# Assignment
Exact repetition is required: output every record in full.

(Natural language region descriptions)
┄┄┄┄┄┄

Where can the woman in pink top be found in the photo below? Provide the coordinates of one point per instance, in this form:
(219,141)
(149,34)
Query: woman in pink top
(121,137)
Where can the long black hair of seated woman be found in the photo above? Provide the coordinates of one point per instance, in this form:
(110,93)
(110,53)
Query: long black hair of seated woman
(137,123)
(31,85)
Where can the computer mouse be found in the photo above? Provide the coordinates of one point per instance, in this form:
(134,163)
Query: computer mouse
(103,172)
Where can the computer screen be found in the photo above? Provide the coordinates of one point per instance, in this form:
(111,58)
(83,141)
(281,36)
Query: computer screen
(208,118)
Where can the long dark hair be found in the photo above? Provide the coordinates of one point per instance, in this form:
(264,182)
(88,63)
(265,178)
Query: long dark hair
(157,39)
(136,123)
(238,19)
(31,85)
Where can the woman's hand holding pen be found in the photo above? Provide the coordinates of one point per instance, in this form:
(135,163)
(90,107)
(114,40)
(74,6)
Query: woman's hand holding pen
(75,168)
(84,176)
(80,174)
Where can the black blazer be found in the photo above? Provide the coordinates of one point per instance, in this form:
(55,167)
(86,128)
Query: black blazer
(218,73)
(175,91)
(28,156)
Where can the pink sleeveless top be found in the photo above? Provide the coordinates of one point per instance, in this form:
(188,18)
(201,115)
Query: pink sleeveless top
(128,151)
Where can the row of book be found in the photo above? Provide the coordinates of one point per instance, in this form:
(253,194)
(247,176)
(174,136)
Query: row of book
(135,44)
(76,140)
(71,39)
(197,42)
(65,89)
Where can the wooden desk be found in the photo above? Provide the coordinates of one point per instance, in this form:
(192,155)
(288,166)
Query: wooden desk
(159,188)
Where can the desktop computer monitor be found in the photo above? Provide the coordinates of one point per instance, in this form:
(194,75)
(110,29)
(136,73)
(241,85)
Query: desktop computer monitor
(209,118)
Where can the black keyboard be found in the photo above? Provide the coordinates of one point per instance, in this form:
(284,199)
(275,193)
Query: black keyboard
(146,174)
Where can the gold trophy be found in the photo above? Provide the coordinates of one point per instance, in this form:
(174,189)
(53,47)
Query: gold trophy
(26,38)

┄┄┄┄┄┄

# Solution for this exercise
Where can the woman in pink top be found in the photo below? Provide the coordinates of one point per instance, in this form:
(219,141)
(149,34)
Query: woman in pink top
(121,137)
Where can the long black hair of seated woman be found in the photo above? Provide the coordinates of one point per instance, in this form:
(110,93)
(110,53)
Query: long black hair of seated woman
(137,123)
(31,85)
Where can the computer mouse be found in the photo above? Provide the coordinates of one point per instance, in this form:
(134,163)
Query: computer mouse
(103,172)
Where can the computer screen be found in the photo above? Provide the coordinates of one point per instance, in this form:
(111,58)
(83,141)
(281,36)
Query: computer screen
(208,118)
Where can the long dark hair be found in the photo above? Provide the coordinates of one point per instance, in this form:
(264,182)
(88,63)
(265,178)
Query: long dark hair
(157,39)
(136,123)
(238,19)
(31,85)
Where can the woman's hand holding pen be found in the photo above? Provide the coordinates of one point per instance, in this form:
(135,163)
(90,107)
(114,40)
(74,6)
Query: woman's hand holding pen
(75,168)
(84,176)
(80,174)
Where can the black blazer be found in the photo above? Provide the coordinates of one point per instance, in this form:
(55,167)
(86,128)
Query: black blazer
(218,73)
(175,91)
(28,156)
Where can the pink sleeveless top be found in the photo above? Provide the coordinates of one point per instance, in this form:
(188,18)
(201,115)
Query: pink sleeveless top
(128,151)
Where can the row of book be found in the photo above? Provide the coordinates of one point per instance, in this form:
(253,194)
(247,176)
(174,136)
Query: row of book
(135,44)
(76,140)
(71,39)
(197,42)
(65,89)
Where can the wooden desk be found in the photo above? Provide the coordinates of one point per instance, in this form:
(192,155)
(288,166)
Query: wooden desk
(159,188)
Where can the desktop computer monitor be found in the photo above? Provide the coordinates of one point per instance, in this form:
(194,75)
(110,29)
(136,73)
(241,85)
Query: desktop computer monitor
(209,118)
Where can the black keyboard be found in the photo above? Provide the coordinates of one point per instance, in this form:
(284,199)
(275,193)
Query: black keyboard
(146,174)
Where can the gold trophy be found in the photo above? Provide the coordinates of one point per instance, in this form:
(174,189)
(53,47)
Query: gold trophy
(26,38)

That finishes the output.